▶ [OBJECTIVE] Retype the following records line for line, without altering anything.

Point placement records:
+++
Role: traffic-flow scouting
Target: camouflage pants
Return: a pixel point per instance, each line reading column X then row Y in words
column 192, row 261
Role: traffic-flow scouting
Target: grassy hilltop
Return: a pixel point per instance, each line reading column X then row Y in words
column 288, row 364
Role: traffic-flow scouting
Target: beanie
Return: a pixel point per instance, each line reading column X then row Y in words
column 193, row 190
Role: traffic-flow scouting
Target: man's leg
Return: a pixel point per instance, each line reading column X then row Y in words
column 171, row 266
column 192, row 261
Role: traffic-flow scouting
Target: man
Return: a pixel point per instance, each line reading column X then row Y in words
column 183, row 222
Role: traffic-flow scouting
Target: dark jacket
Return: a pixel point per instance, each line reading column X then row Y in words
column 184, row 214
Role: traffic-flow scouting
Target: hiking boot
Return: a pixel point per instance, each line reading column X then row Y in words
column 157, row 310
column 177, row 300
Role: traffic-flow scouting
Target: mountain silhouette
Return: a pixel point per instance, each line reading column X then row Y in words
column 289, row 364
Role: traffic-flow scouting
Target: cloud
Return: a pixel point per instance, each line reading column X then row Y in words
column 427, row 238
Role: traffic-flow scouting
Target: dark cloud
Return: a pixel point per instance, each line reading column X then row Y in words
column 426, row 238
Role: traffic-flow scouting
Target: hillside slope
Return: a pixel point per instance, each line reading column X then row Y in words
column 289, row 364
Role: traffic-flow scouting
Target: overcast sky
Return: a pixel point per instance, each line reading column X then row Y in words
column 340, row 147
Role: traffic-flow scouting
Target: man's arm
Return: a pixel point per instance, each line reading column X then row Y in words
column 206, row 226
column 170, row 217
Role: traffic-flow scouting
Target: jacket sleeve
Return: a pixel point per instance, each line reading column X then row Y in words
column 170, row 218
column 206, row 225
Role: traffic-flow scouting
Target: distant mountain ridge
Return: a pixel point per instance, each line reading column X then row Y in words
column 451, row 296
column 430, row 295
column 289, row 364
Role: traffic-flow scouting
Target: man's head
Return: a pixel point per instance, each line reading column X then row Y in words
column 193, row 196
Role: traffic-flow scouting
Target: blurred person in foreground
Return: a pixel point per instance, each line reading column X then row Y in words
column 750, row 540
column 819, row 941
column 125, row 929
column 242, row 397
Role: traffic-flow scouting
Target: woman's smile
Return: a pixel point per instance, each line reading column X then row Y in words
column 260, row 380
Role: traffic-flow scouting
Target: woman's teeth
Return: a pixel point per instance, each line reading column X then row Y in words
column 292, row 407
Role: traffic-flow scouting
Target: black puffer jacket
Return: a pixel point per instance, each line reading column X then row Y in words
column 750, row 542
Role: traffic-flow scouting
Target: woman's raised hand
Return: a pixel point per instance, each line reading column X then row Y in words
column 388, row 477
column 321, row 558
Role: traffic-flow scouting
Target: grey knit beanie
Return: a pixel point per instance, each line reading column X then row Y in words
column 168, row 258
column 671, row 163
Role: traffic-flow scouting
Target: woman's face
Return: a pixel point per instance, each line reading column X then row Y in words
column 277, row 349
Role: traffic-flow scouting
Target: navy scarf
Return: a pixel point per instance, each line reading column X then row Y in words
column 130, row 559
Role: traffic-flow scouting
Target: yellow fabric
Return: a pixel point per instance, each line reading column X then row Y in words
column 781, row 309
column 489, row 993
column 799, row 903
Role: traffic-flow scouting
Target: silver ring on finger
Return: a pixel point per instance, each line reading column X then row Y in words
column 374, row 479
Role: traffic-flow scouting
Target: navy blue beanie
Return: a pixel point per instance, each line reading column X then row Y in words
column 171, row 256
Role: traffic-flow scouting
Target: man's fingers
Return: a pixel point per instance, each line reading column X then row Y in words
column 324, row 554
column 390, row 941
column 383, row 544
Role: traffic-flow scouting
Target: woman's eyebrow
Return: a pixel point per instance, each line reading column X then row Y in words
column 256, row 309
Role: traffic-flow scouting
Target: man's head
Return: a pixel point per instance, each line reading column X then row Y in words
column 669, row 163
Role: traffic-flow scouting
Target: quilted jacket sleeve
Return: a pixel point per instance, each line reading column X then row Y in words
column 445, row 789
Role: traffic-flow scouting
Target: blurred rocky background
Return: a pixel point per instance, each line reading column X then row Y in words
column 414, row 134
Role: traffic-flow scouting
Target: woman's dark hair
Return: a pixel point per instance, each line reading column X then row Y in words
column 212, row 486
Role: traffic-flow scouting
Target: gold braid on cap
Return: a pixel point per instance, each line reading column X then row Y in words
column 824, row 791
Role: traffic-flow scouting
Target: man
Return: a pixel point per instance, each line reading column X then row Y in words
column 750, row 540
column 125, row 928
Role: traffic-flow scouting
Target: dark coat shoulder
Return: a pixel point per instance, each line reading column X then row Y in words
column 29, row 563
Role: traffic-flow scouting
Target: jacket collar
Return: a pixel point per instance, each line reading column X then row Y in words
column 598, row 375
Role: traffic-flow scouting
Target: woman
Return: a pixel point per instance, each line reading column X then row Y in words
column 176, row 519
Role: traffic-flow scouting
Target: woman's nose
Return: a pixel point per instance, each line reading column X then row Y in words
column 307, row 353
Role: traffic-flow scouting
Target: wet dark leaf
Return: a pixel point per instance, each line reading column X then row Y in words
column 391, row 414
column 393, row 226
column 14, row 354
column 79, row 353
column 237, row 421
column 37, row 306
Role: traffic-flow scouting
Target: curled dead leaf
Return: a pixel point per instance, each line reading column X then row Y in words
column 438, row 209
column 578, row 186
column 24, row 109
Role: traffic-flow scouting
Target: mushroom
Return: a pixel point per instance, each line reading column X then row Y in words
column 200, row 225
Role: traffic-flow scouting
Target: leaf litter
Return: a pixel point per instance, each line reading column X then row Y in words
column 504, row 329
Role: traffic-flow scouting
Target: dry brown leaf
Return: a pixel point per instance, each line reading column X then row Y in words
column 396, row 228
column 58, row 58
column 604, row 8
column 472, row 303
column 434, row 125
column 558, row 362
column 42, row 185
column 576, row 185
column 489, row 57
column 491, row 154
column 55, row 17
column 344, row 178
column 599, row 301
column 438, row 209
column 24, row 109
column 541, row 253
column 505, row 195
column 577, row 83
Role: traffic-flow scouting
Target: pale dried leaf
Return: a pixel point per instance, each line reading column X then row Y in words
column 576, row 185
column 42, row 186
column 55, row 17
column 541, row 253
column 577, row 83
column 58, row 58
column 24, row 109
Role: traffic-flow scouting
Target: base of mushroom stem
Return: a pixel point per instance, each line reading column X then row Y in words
+++
▶ [TASK RESULT]
Role: traffic-flow scouting
Target: camouflage pants
Return: a pixel point per instance, each line reading column X then row Y in words
column 192, row 261
Role: traffic-flow scouting
Target: grassy hilltop
Return: a pixel point per instance, each line reading column X then row Y in words
column 288, row 364
Role: traffic-flow scouting
Target: beanie
Return: a pixel point per instance, each line reading column X then row Y in words
column 193, row 190
Role: traffic-flow scouting
Target: man's leg
Return: a pixel point per instance, each line reading column X then row Y in words
column 171, row 266
column 192, row 261
Role: traffic-flow scouting
Target: man
Return: a pixel point per instance, each line reading column X then row Y in words
column 183, row 222
Role: traffic-flow scouting
Target: dark jacket
Return: a pixel point per instance, each line reading column X then row Y in words
column 184, row 214
Role: traffic-flow scouting
Target: hiking boot
Return: a pixel point per instance, each line reading column X then row Y in words
column 157, row 310
column 177, row 300
Role: traffic-flow scouting
Target: mountain silhouette
Return: a pixel point per instance, each line reading column X then row Y in words
column 289, row 364
Role: traffic-flow scouting
Target: cloud
Return: a pixel point per instance, each line reading column X then row Y in words
column 427, row 238
Role: traffic-flow scouting
Target: dark cloud
Return: a pixel point per instance, each line reading column X then row Y in words
column 426, row 238
Role: traffic-flow scouting
Target: hillside slope
Return: a pixel point per instance, each line reading column X then row Y in words
column 289, row 364
Role: traffic-flow scouting
Target: overcast sky
Return: a pixel point per instance, each line reading column X then row Y in words
column 340, row 147
Role: traffic-flow scouting
Target: man's arm
Return: a pixel point per instance, each line reading column X then row Y in words
column 206, row 226
column 170, row 217
Role: traffic-flow scouting
Target: jacket sleeve
Return: a pixel point per instance, each line reading column X then row Y in words
column 170, row 218
column 206, row 225
Role: traffic-flow scouting
Target: distant mountain ridge
Return: a pixel point per instance, each line reading column X then row Y in words
column 451, row 296
column 430, row 295
column 289, row 364
Role: traffic-flow scouting
Target: man's head
Return: a pixel point per instance, each line reading column X then row Y in words
column 193, row 196
Role: traffic-flow scouting
Target: blurred person in foreground
Return: a pixel point per instance, each line reading column X then row Y in words
column 750, row 540
column 819, row 941
column 125, row 929
column 242, row 397
Role: traffic-flow scouting
Target: woman's smile
Return: a pixel point per instance, each line reading column X then row Y in words
column 260, row 380
Role: traffic-flow scouting
Target: woman's teeth
Return: a pixel point per instance, each line reading column X then row Y in words
column 292, row 407
Role: traffic-flow scouting
Target: black puffer jacket
Return: a pixel point per instance, each line reading column X then row Y in words
column 750, row 542
Role: traffic-flow scouting
Target: woman's raised hand
Return: a pixel point per instance, each line reading column X then row Y in words
column 388, row 477
column 321, row 558
Role: traffic-flow scouting
Target: grey knit beanie
Return: a pixel point per instance, each line reading column X then row Y in words
column 168, row 258
column 671, row 163
Role: traffic-flow scouting
Target: woman's face
Return: a pixel point per instance, each line reading column X then row Y in words
column 277, row 349
Role: traffic-flow scouting
Target: navy scarf
Return: a pixel point per instance, each line reading column X then row Y in words
column 130, row 559
Role: traffic-flow scouting
Target: yellow fabric
Return: a pixel point per instance, each line reading column X then row Y in words
column 781, row 309
column 489, row 993
column 799, row 903
Role: traffic-flow scouting
Target: silver ring on finger
Return: a pixel point per instance, each line reading column X then row Y in words
column 374, row 479
Role: traffic-flow scouting
Target: navy blue beanie
Return: a pixel point per instance, each line reading column X then row Y in words
column 171, row 256
Role: traffic-flow scouting
Target: man's fingers
Return: a pixel point per instance, each line reading column X then row Y in words
column 324, row 554
column 390, row 941
column 383, row 544
Role: traffic-flow scouting
Target: woman's eyebrow
Return: a pixel point per instance, each line reading column X then row Y in words
column 256, row 309
Role: traffic-flow scouting
Target: man's head
Return: a pixel point per instance, each line reading column X then row Y in words
column 669, row 163
Role: traffic-flow scouting
Target: quilted jacket sleeve
Return: a pixel point per instance, each line reading column X then row Y in words
column 445, row 789
Role: traffic-flow scouting
Target: blurred rocky background
Return: a pixel point per instance, each line reading column X then row Y in words
column 414, row 134
Role: traffic-flow scouting
Target: woman's dark hair
Return: a pixel point per instance, each line reading column X then row Y in words
column 212, row 486
Role: traffic-flow scouting
Target: gold braid on cap
Return: a pixel point per instance, each line reading column X then row Y in words
column 824, row 791
Role: traffic-flow scouting
Target: man
Return: a pixel point per instance, each line reading column X then row Y in words
column 750, row 540
column 125, row 928
Role: traffic-flow scouting
Target: dark coat shoulder
Return: a pixel point per instance, each line reading column X then row Y in words
column 29, row 563
Role: traffic-flow scouting
Target: jacket collar
Return: a pixel point per instance, each line reading column X then row Y in words
column 598, row 375
Role: traffic-flow scouting
Target: woman
Return: a pixel point per instance, each line reading column X then row Y in words
column 176, row 519
Role: traffic-flow scouting
Target: woman's nose
Return: a pixel point per instance, each line reading column X then row Y in words
column 307, row 353
Role: traffic-flow scouting
Target: wet dark leaf
Return: a pixel point per instance, each line reading column X then row Y in words
column 391, row 414
column 393, row 226
column 14, row 354
column 79, row 353
column 237, row 421
column 37, row 306
Role: traffic-flow scouting
Target: curled dead leaf
Return: a pixel point per instance, each line reading column X then row Y in words
column 438, row 209
column 578, row 186
column 24, row 109
Role: traffic-flow scouting
Target: mushroom
Return: a pixel point per instance, each line reading column X then row Y in words
column 200, row 225
Role: traffic-flow scouting
Target: leaf litter
Return: a pixel point per instance, each line reading column X then row Y in words
column 504, row 329
Role: traffic-flow scouting
Target: dry brown leaf
Return: a pixel point per instance, each line reading column X then row Y in words
column 396, row 228
column 58, row 58
column 604, row 8
column 472, row 303
column 434, row 125
column 558, row 362
column 42, row 185
column 576, row 185
column 489, row 57
column 491, row 154
column 55, row 17
column 344, row 178
column 599, row 301
column 438, row 209
column 24, row 109
column 541, row 253
column 505, row 195
column 577, row 83
Role: traffic-flow scouting
Target: pale dried leaf
Return: a pixel point per instance, each line reading column X then row Y in words
column 576, row 185
column 42, row 186
column 55, row 17
column 541, row 253
column 577, row 83
column 58, row 58
column 24, row 109
Role: traffic-flow scouting
Target: base of mushroom stem
Return: a pixel point per instance, each line reading column X then row Y in words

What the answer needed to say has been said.